** Problem **
Copy out, without any change, the records below from the line that contains "Locate the rusted" through the end of the records, with both of those ends included.

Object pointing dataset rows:
"""
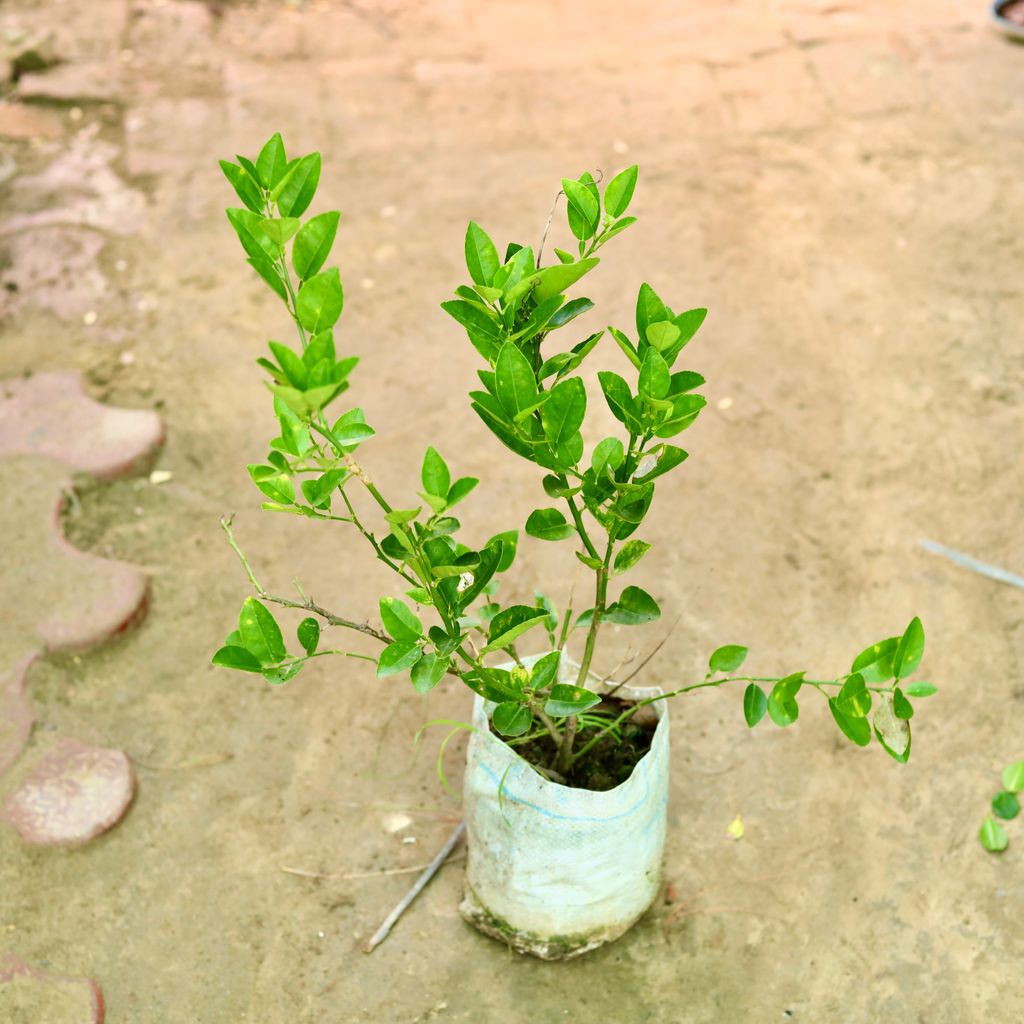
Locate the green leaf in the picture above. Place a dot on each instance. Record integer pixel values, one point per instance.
(853, 697)
(233, 656)
(568, 312)
(665, 459)
(993, 837)
(901, 707)
(312, 244)
(260, 633)
(876, 663)
(650, 309)
(510, 624)
(1013, 776)
(892, 732)
(398, 517)
(280, 228)
(662, 335)
(582, 202)
(620, 399)
(271, 162)
(397, 657)
(755, 705)
(481, 256)
(512, 719)
(491, 555)
(626, 345)
(653, 375)
(318, 492)
(629, 554)
(268, 272)
(727, 658)
(320, 301)
(856, 729)
(295, 195)
(545, 671)
(608, 454)
(685, 410)
(428, 672)
(1006, 806)
(688, 324)
(562, 415)
(461, 488)
(351, 429)
(634, 607)
(566, 699)
(308, 634)
(620, 192)
(247, 189)
(910, 649)
(782, 714)
(296, 372)
(616, 228)
(250, 168)
(549, 524)
(785, 689)
(399, 620)
(249, 227)
(555, 280)
(282, 674)
(514, 380)
(435, 475)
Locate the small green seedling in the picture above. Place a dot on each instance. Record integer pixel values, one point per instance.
(1006, 805)
(445, 619)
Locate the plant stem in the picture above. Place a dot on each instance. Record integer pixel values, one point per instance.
(630, 712)
(564, 760)
(581, 529)
(307, 604)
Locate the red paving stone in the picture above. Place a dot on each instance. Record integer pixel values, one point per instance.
(15, 713)
(50, 415)
(73, 795)
(110, 597)
(41, 997)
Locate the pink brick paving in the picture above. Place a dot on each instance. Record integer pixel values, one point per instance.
(75, 794)
(50, 415)
(15, 713)
(30, 994)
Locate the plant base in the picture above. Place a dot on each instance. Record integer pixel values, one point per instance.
(544, 947)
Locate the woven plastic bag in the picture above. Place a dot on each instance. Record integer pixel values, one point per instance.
(554, 870)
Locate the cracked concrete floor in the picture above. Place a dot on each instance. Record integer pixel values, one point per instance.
(840, 183)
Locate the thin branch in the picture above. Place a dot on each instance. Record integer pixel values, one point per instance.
(547, 227)
(353, 876)
(389, 922)
(305, 605)
(644, 663)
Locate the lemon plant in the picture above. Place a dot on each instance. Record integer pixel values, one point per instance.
(444, 617)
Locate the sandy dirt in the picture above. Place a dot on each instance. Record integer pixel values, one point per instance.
(840, 183)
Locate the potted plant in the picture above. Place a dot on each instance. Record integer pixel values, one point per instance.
(566, 782)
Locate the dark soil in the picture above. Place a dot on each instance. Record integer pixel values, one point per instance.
(1014, 11)
(610, 762)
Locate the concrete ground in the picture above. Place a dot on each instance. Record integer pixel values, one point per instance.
(840, 183)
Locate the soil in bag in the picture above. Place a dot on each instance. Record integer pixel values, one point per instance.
(610, 761)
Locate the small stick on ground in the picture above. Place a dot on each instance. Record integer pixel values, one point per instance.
(353, 876)
(382, 933)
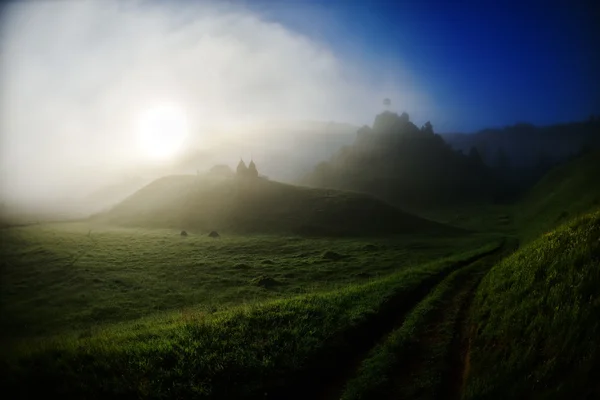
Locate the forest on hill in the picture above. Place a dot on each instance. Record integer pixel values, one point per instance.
(407, 166)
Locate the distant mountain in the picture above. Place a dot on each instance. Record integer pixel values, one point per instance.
(204, 203)
(286, 150)
(405, 165)
(524, 152)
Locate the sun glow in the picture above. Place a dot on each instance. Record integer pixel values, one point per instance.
(161, 131)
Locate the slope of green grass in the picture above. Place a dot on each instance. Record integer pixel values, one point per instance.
(241, 352)
(565, 192)
(414, 359)
(261, 206)
(78, 275)
(536, 319)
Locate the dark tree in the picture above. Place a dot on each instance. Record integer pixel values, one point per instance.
(427, 128)
(475, 156)
(252, 171)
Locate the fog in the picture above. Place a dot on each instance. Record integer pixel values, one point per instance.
(76, 75)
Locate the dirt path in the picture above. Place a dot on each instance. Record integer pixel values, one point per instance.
(329, 383)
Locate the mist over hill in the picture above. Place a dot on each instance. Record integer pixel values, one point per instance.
(406, 165)
(255, 205)
(522, 153)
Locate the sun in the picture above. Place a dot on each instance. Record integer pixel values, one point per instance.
(162, 131)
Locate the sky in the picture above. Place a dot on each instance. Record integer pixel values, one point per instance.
(79, 78)
(480, 63)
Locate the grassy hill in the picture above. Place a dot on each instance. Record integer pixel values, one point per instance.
(565, 192)
(199, 203)
(535, 323)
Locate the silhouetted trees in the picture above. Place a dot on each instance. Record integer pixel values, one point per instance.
(403, 164)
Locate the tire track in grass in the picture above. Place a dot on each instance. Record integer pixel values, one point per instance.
(326, 377)
(413, 361)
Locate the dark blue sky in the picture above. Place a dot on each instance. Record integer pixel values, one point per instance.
(480, 64)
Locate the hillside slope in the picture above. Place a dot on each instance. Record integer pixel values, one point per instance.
(565, 192)
(261, 206)
(407, 166)
(535, 319)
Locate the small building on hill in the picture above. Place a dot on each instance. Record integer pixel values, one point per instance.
(247, 172)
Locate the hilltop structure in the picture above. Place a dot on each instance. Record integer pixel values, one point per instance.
(247, 172)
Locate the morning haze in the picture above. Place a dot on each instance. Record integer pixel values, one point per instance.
(298, 200)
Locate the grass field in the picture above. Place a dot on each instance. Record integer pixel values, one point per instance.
(535, 319)
(58, 277)
(90, 310)
(239, 352)
(259, 206)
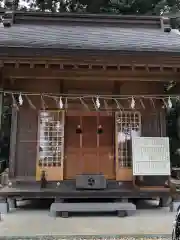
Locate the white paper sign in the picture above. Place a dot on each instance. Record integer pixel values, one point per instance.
(150, 156)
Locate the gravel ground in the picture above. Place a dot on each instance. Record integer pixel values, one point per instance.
(28, 221)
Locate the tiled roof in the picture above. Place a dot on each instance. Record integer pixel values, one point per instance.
(88, 37)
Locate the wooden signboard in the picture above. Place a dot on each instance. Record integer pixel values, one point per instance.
(150, 156)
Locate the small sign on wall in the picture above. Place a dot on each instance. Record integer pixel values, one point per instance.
(150, 156)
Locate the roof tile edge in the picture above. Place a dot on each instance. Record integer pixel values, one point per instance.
(76, 18)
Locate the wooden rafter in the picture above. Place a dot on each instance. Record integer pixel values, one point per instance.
(92, 75)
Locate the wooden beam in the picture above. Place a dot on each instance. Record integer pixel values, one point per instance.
(92, 75)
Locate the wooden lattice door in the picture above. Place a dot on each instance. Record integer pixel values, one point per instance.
(50, 152)
(128, 123)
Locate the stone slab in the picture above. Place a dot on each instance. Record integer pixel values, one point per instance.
(92, 207)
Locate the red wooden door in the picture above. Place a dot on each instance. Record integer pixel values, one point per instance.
(72, 161)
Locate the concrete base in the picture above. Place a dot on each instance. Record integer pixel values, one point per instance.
(122, 208)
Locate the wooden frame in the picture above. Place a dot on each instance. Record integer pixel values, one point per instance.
(122, 173)
(52, 173)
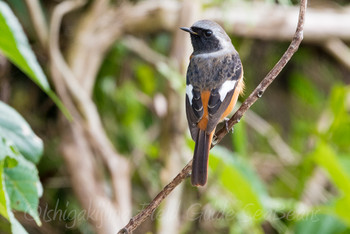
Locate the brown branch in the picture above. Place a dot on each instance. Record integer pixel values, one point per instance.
(253, 97)
(145, 213)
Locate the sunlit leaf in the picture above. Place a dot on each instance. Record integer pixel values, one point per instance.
(14, 128)
(23, 187)
(320, 224)
(15, 46)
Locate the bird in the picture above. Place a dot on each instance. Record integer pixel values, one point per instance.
(214, 80)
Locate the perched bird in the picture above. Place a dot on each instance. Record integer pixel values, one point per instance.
(213, 83)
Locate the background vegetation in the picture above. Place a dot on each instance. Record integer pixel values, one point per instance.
(121, 78)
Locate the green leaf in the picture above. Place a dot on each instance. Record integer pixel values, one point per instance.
(23, 187)
(15, 46)
(5, 209)
(320, 224)
(3, 206)
(241, 181)
(326, 157)
(15, 129)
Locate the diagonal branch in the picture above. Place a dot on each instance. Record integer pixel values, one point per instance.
(253, 97)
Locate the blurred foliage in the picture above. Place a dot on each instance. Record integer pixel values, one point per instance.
(249, 190)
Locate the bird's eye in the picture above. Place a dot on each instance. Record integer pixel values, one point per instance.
(208, 33)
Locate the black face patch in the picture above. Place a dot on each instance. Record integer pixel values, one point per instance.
(204, 42)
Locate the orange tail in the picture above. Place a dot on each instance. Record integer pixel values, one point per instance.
(200, 159)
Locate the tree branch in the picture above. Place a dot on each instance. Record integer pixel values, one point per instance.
(253, 97)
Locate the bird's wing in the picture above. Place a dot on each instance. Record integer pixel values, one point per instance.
(220, 80)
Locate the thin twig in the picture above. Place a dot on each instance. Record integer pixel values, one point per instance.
(145, 213)
(39, 22)
(253, 97)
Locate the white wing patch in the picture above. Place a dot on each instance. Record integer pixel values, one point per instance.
(226, 87)
(189, 93)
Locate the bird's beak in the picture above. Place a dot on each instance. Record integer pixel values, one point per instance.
(189, 30)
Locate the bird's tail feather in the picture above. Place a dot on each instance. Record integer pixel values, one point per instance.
(200, 159)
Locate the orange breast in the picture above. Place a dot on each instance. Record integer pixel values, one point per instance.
(205, 95)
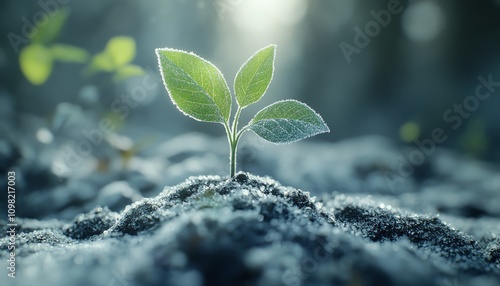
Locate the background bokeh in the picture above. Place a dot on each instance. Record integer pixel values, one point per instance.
(421, 63)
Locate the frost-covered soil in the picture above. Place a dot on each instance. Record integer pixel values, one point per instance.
(251, 230)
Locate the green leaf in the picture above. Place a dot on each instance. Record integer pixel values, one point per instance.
(36, 63)
(287, 121)
(46, 32)
(67, 53)
(195, 85)
(128, 71)
(254, 77)
(121, 50)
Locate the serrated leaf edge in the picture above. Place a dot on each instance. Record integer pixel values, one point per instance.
(326, 130)
(245, 63)
(225, 120)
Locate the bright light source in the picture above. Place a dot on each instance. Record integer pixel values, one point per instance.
(261, 16)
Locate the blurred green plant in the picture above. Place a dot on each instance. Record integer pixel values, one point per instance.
(38, 57)
(198, 89)
(116, 58)
(409, 132)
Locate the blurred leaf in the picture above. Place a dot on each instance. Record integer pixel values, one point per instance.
(47, 33)
(36, 63)
(409, 132)
(287, 121)
(128, 71)
(67, 53)
(195, 85)
(121, 50)
(101, 62)
(254, 76)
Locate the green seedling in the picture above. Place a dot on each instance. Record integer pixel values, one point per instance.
(199, 90)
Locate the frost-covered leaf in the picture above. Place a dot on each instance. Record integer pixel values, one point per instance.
(254, 76)
(195, 85)
(287, 121)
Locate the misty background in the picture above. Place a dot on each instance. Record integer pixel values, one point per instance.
(422, 62)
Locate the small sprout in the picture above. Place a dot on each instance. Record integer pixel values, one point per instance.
(116, 58)
(198, 89)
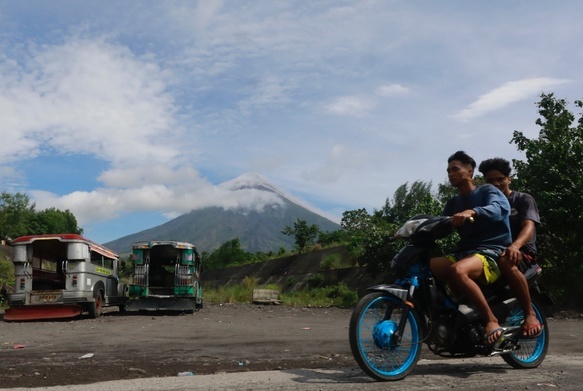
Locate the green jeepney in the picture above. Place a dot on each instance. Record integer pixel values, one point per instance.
(166, 276)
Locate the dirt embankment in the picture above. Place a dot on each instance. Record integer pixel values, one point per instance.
(294, 272)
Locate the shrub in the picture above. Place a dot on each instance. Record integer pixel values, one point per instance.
(331, 262)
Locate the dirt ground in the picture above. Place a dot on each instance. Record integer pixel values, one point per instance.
(219, 338)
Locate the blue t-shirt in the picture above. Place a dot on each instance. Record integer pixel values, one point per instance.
(490, 229)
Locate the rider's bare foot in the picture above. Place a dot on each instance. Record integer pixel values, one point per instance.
(531, 326)
(493, 332)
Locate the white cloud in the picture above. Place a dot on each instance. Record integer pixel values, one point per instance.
(508, 93)
(392, 90)
(357, 106)
(89, 97)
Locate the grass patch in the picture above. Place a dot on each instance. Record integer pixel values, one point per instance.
(329, 296)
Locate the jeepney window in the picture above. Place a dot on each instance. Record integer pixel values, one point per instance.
(96, 258)
(44, 264)
(100, 260)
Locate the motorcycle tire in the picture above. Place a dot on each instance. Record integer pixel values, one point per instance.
(532, 351)
(375, 346)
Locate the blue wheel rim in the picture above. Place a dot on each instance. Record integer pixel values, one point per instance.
(530, 348)
(376, 338)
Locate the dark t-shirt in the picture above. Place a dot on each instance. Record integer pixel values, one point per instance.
(491, 230)
(523, 207)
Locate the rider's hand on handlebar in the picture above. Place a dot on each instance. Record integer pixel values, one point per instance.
(461, 218)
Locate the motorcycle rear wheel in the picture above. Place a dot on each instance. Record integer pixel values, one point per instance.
(532, 351)
(373, 341)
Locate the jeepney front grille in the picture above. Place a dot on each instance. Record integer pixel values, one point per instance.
(141, 275)
(183, 276)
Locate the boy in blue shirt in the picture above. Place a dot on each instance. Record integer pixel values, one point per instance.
(481, 242)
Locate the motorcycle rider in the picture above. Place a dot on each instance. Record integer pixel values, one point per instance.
(481, 243)
(524, 218)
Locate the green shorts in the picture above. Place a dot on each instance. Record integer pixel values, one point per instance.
(491, 270)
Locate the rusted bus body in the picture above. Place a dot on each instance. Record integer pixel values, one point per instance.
(166, 276)
(62, 275)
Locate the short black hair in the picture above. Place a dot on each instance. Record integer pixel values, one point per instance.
(497, 164)
(462, 157)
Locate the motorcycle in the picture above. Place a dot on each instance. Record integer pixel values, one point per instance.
(392, 321)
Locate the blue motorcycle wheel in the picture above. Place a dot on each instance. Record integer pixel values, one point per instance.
(375, 345)
(532, 351)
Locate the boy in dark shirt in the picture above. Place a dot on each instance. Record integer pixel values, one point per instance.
(481, 243)
(524, 218)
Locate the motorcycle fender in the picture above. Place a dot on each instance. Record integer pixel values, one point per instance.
(392, 289)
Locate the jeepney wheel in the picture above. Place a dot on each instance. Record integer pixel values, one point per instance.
"""
** Solved exercise **
Locate the rusted bus body in the picture above. Place a dot on each instance. Record integer pixel values, one point per instance.
(166, 276)
(62, 275)
Locate the short black hair in the picture above. Place a dot on each instance. Record integer pixel values, one point per instance.
(497, 164)
(462, 157)
Locate the motorcycle in the picture above. Place a dot on each instance. Record integer pixel values, one point per instance.
(392, 321)
Locate the blue motorcycle wheel in the picture above. Place a dot on each instance. Record integer pixel values, one point per instance.
(375, 345)
(532, 351)
Locate the boy in dark shirt in the picture above. Place a dot on each instance. Record integer pixel values, one point per instance.
(481, 243)
(524, 218)
Locate the motorcycle fender in the picture above. Place a dot on each instance. Record integer pixel values, one point per instance.
(392, 289)
Locate the jeepney wheel in the picture above. Place a dot on each instance. Record integer pixel values, one point per instance.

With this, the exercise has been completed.